Problem details> Before repeating the entries below, strip out every picture and keep all else as it is.
___ The data
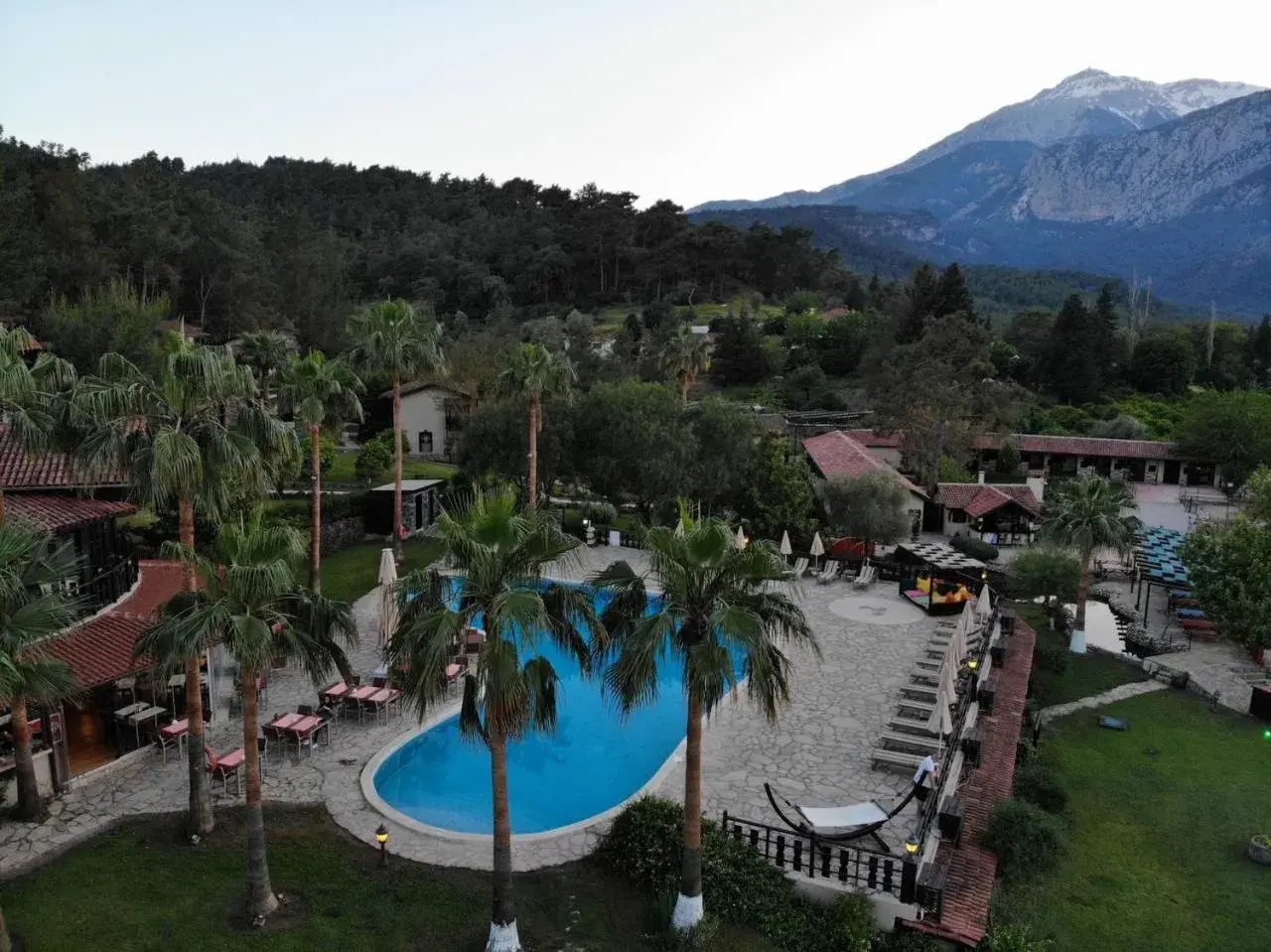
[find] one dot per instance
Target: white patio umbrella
(817, 548)
(939, 722)
(984, 604)
(388, 602)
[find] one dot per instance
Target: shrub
(740, 886)
(1013, 938)
(1038, 783)
(975, 548)
(1026, 839)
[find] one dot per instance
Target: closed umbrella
(388, 602)
(939, 722)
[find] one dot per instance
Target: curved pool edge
(589, 825)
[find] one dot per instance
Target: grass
(342, 470)
(1162, 815)
(1081, 676)
(350, 574)
(141, 887)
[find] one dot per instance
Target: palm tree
(536, 372)
(684, 357)
(322, 395)
(250, 603)
(722, 619)
(390, 339)
(1089, 513)
(33, 608)
(194, 436)
(267, 353)
(27, 391)
(499, 553)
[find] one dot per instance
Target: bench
(911, 742)
(894, 759)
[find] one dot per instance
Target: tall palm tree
(684, 357)
(250, 603)
(267, 353)
(721, 617)
(1089, 513)
(391, 339)
(499, 552)
(27, 391)
(33, 608)
(535, 372)
(192, 436)
(322, 395)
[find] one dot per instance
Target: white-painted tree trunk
(1076, 640)
(688, 911)
(503, 938)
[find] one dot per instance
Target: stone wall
(342, 533)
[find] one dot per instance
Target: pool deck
(817, 752)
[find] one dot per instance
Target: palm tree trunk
(534, 450)
(201, 817)
(398, 549)
(316, 507)
(259, 891)
(1083, 590)
(688, 905)
(28, 792)
(502, 927)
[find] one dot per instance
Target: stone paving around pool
(817, 752)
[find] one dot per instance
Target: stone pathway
(816, 752)
(1096, 701)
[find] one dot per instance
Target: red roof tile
(46, 471)
(971, 867)
(100, 648)
(58, 513)
(838, 454)
(979, 499)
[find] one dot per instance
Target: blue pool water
(595, 760)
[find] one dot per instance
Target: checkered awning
(942, 556)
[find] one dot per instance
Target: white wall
(425, 411)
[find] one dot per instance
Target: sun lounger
(829, 572)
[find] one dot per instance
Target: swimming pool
(595, 760)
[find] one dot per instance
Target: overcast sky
(684, 99)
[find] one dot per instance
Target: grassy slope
(1162, 814)
(350, 574)
(132, 889)
(1084, 675)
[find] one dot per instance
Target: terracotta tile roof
(58, 513)
(838, 454)
(972, 869)
(980, 499)
(1039, 443)
(100, 648)
(46, 471)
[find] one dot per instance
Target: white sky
(689, 99)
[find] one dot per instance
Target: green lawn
(1083, 676)
(141, 888)
(1162, 815)
(342, 470)
(350, 574)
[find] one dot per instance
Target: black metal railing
(804, 855)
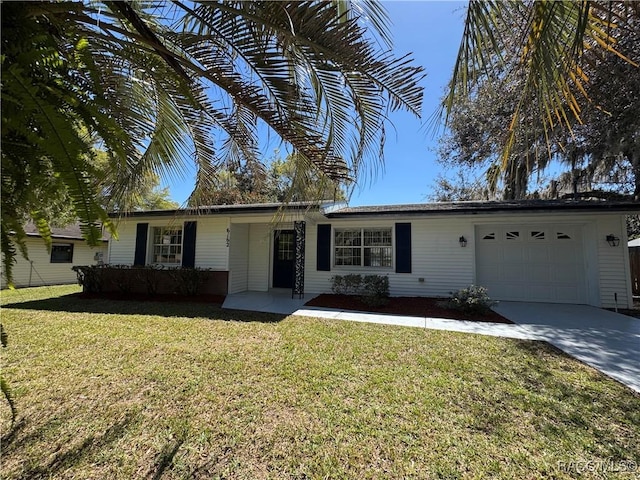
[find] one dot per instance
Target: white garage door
(537, 263)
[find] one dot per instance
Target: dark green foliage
(149, 277)
(473, 299)
(123, 276)
(373, 290)
(346, 284)
(90, 277)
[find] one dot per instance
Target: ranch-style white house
(560, 251)
(53, 267)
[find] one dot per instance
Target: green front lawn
(160, 390)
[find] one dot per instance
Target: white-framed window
(62, 253)
(167, 245)
(363, 247)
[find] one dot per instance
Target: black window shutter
(403, 248)
(189, 244)
(323, 254)
(140, 257)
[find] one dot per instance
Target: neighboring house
(539, 251)
(51, 268)
(634, 262)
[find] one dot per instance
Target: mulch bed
(143, 297)
(411, 306)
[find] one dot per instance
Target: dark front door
(284, 254)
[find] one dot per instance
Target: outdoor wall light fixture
(612, 240)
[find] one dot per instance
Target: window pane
(378, 237)
(345, 238)
(167, 245)
(62, 253)
(348, 256)
(378, 257)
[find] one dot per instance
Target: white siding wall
(259, 255)
(445, 266)
(239, 258)
(211, 243)
(613, 263)
(122, 249)
(436, 257)
(46, 273)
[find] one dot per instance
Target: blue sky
(431, 30)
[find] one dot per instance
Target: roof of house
(227, 209)
(634, 243)
(341, 210)
(476, 207)
(69, 232)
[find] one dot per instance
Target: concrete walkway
(607, 341)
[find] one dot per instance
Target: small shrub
(123, 277)
(346, 284)
(373, 290)
(90, 277)
(189, 280)
(149, 277)
(473, 299)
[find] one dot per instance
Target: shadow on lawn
(66, 455)
(76, 304)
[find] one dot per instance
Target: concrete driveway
(607, 341)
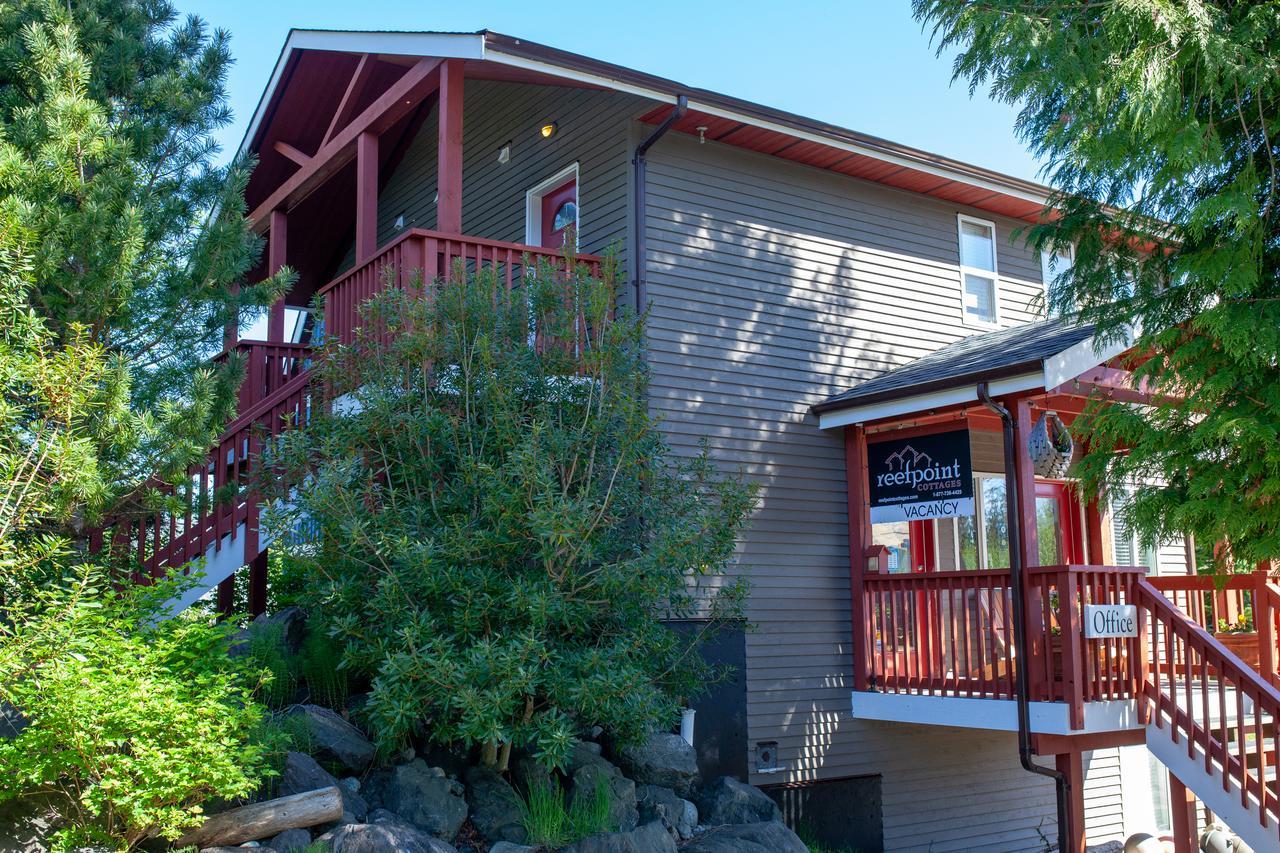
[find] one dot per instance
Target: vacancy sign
(1102, 621)
(924, 477)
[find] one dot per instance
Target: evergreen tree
(122, 241)
(1159, 124)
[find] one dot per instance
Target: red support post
(257, 584)
(366, 196)
(275, 259)
(1070, 765)
(1183, 804)
(859, 539)
(448, 183)
(227, 597)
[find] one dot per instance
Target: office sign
(1102, 621)
(926, 477)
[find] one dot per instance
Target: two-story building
(816, 299)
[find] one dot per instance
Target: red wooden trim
(448, 183)
(397, 101)
(277, 251)
(355, 86)
(366, 197)
(1052, 744)
(291, 153)
(859, 539)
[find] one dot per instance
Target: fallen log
(263, 820)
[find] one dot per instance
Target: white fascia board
(992, 715)
(876, 154)
(405, 44)
(1074, 360)
(603, 81)
(920, 404)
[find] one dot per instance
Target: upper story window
(978, 273)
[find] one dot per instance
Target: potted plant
(1240, 637)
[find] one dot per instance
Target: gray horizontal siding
(773, 286)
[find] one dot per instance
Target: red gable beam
(394, 104)
(355, 86)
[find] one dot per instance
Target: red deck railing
(951, 633)
(429, 255)
(1208, 699)
(209, 507)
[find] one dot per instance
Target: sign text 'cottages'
(923, 477)
(1110, 620)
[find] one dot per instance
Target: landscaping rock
(768, 836)
(421, 796)
(494, 807)
(592, 771)
(650, 838)
(302, 774)
(289, 840)
(336, 739)
(291, 623)
(730, 802)
(657, 803)
(664, 760)
(385, 834)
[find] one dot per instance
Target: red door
(1057, 524)
(558, 213)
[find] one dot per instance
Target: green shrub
(552, 822)
(494, 533)
(135, 721)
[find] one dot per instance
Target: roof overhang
(1036, 377)
(920, 170)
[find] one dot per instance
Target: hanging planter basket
(1050, 447)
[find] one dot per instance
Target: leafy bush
(553, 824)
(133, 723)
(494, 530)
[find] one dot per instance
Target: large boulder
(334, 738)
(768, 836)
(732, 802)
(384, 834)
(496, 808)
(590, 771)
(657, 803)
(421, 796)
(663, 760)
(650, 838)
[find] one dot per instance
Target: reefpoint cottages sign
(924, 477)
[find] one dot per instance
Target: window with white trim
(978, 273)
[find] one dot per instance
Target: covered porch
(941, 506)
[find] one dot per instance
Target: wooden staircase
(211, 520)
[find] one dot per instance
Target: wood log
(263, 820)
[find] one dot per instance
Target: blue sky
(863, 64)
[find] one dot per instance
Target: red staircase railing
(206, 511)
(1217, 602)
(1208, 699)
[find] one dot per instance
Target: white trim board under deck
(995, 715)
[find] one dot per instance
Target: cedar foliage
(494, 530)
(1157, 122)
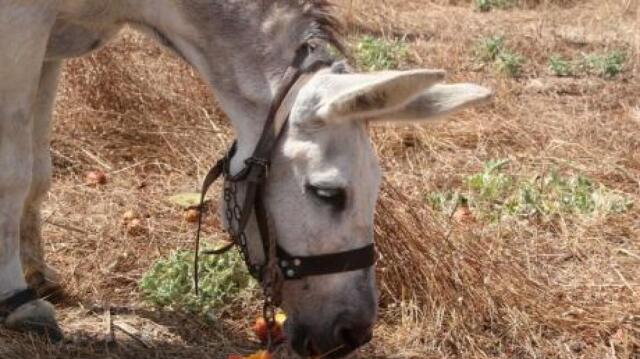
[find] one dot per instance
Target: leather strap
(17, 300)
(299, 267)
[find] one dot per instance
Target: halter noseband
(279, 265)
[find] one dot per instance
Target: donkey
(324, 177)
______
Response area>
[find] one dot per instance
Target: white patio umbrella
(817, 548)
(939, 722)
(984, 604)
(388, 602)
[find] one dot per instance
Target: shrub
(740, 886)
(1013, 938)
(1038, 783)
(975, 548)
(1026, 839)
[find] one dot per instance
Target: closed umbrella
(388, 602)
(939, 722)
[find] one dot per instance
Target: curved pool edge
(589, 825)
[find] one dot per instance
Target: grass
(342, 470)
(1162, 815)
(1081, 676)
(350, 574)
(141, 887)
[find] one dot per instance
Target: palm tree
(536, 372)
(684, 357)
(322, 395)
(250, 603)
(722, 619)
(390, 339)
(1089, 513)
(33, 608)
(194, 436)
(267, 353)
(27, 391)
(499, 553)
[find] one dot per instance
Target: bench
(911, 742)
(894, 759)
[find] one dot per instance
Target: tall palm tree
(684, 357)
(250, 603)
(267, 353)
(721, 617)
(1089, 513)
(391, 339)
(499, 552)
(27, 391)
(33, 608)
(535, 372)
(192, 436)
(322, 395)
[find] one dot per instance
Target: white-painted tree trunk
(1076, 640)
(688, 911)
(503, 938)
[find] one dot per instance
Target: stone wall
(342, 533)
[find] one dot per instance
Target: pool deck
(817, 752)
[find] one dot per instance
Target: palm tree trunk
(534, 450)
(201, 817)
(398, 549)
(316, 507)
(259, 891)
(1083, 590)
(688, 905)
(28, 792)
(502, 927)
[find] one dot per instance
Target: stone paving around pool
(817, 752)
[find] one dot per instance
Target: stone pathway
(816, 752)
(1096, 701)
[find] one dot per instance
Target: red roof tile
(46, 471)
(971, 867)
(100, 648)
(58, 513)
(838, 454)
(979, 499)
[find] one dot per instance
Target: blue pool water
(595, 760)
[find] one dot per instance
Target: checkered awning
(942, 556)
[find] one dot per instance
Target: white wall
(425, 411)
[find] one dot per instance
Target: sun lounger
(829, 572)
[find] one dot per instance
Target: swimming pool
(595, 760)
[find] one dot per instance
Target: overcast sky
(684, 99)
[find] one dot per instance
Target: grassy slope
(1162, 814)
(350, 574)
(132, 889)
(1084, 675)
[find] one dot per instance
Target: terracotta tile roof
(58, 513)
(838, 454)
(972, 869)
(980, 499)
(1039, 443)
(100, 648)
(46, 471)
[find] one dot per instance
Target: white sky
(689, 99)
[find] one dot per instance
Target: green lawn
(1083, 676)
(141, 888)
(1162, 815)
(342, 470)
(350, 574)
[find] one dot per instance
Target: black metal railing
(804, 855)
[find] one dot per instance
Target: white garage door
(537, 263)
[find] one dot per instance
Target: dark green foliage
(149, 277)
(473, 299)
(123, 276)
(373, 290)
(346, 284)
(90, 277)
[find] one dot per instance
Target: ranch-style white house
(560, 251)
(53, 267)
[find] one dot per instance
Target: green front lawn
(160, 390)
[find] one dot per instance
Target: white-framed window
(62, 253)
(167, 245)
(363, 247)
[find] one dot per instance
Target: black window shutter
(403, 248)
(189, 244)
(323, 254)
(140, 257)
[find] one dot per instance
Target: neighboring house
(539, 251)
(51, 268)
(634, 262)
[find] one dot per instance
Target: mulch bed
(143, 297)
(411, 306)
[find] one dot per instance
Target: dark front door
(284, 254)
[find] one dot per instance
Target: outdoor wall light fixture
(612, 240)
[find] one dot per instance
Target: window pane
(378, 237)
(345, 238)
(167, 245)
(62, 253)
(348, 256)
(378, 257)
[find] one dot per instance
Target: white siding wall
(259, 255)
(445, 266)
(239, 258)
(211, 243)
(613, 263)
(122, 249)
(436, 257)
(46, 273)
[find] one dot per instance
Target: blue sky
(431, 30)
[find] one dot per instance
Target: roof of house
(227, 209)
(634, 243)
(341, 210)
(476, 207)
(69, 232)
[find] one dot per instance
Target: concrete walkway
(607, 341)
[find] one dot per instance
Target: small shrub
(123, 277)
(346, 284)
(373, 290)
(90, 277)
(189, 280)
(149, 277)
(473, 299)
[find] one dot per instance
Target: shadow on lawn
(66, 455)
(76, 304)
[find] one dot per instance
Target: concrete driveway
(607, 341)
[find] one dot per instance
Target: vacancy sign
(1102, 621)
(924, 477)
[find] one dot per instance
Target: evergreen tree
(122, 241)
(1159, 124)
[find] one dot per instance
Target: red support post
(257, 584)
(366, 196)
(275, 259)
(1070, 765)
(1183, 804)
(859, 539)
(448, 183)
(227, 597)
[find] one dot per instance
Target: office sign
(1102, 621)
(926, 477)
[find] one dot per instance
Target: two-story building
(816, 299)
[find] one dot per instance
Target: red wooden trim
(448, 183)
(397, 101)
(277, 251)
(355, 86)
(366, 197)
(1052, 744)
(291, 153)
(859, 539)
[find] one dot per instance
Target: fallen log
(263, 820)
[find] one dot per instance
Target: white fascia board
(992, 715)
(876, 154)
(405, 44)
(1074, 360)
(603, 81)
(920, 404)
[find] one dot per instance
Target: upper story window
(978, 273)
[find] one dot per instance
Target: potted plant
(1240, 637)
[find] one dot per instance
Target: gray horizontal siding
(773, 286)
[find] one dot per instance
Target: red gable beam
(394, 104)
(355, 86)
[find] one dot per instance
Target: red deck railing
(951, 633)
(429, 255)
(1208, 699)
(209, 507)
[find] one dot per instance
Target: sign text 'cottages'
(923, 477)
(1110, 620)
[find] one dot per instance
Target: landscaping rock
(768, 836)
(421, 796)
(494, 807)
(592, 771)
(650, 838)
(302, 774)
(289, 840)
(336, 739)
(291, 623)
(730, 802)
(657, 803)
(664, 760)
(385, 834)
[find] one dot per instance
Target: red door
(1057, 524)
(558, 213)
[find] one dot per instance
Target: green shrub
(552, 822)
(494, 533)
(135, 721)
[find] one dot per instance
Target: roof overhang
(1036, 377)
(920, 170)
[find] one dot per instance
Target: hanging planter basket
(1050, 447)
[find] one dot per instance
Target: leafy bush
(553, 824)
(133, 723)
(494, 530)
[find] one dot per instance
Target: large boulder
(334, 738)
(768, 836)
(732, 802)
(384, 834)
(496, 808)
(590, 771)
(657, 803)
(421, 796)
(663, 760)
(650, 838)
[find] one dot per instance
Target: reefpoint cottages sign
(924, 477)
[find] one dot per instance
Target: window with white trim
(978, 273)
[find] one dot per instance
Target: covered porch
(941, 506)
[find] one dot per instance
Target: wooden staircase
(211, 520)
[find] one dot per instance
Target: wood log
(263, 820)
[find] one dot per instance
Target: blue sky
(863, 64)
[find] one dot per instance
Target: red staircase railing
(206, 511)
(1217, 602)
(1208, 699)
[find] one dot per instance
Target: white trim board under deck
(995, 715)
[find] one dot per instance
Target: cedar foliage
(494, 530)
(1157, 122)
[find] one dot per instance
Target: leather strap
(17, 300)
(299, 267)
[find] one dot per instance
Target: halter noseband
(279, 265)
[find] one dot per instance
Target: donkey
(324, 177)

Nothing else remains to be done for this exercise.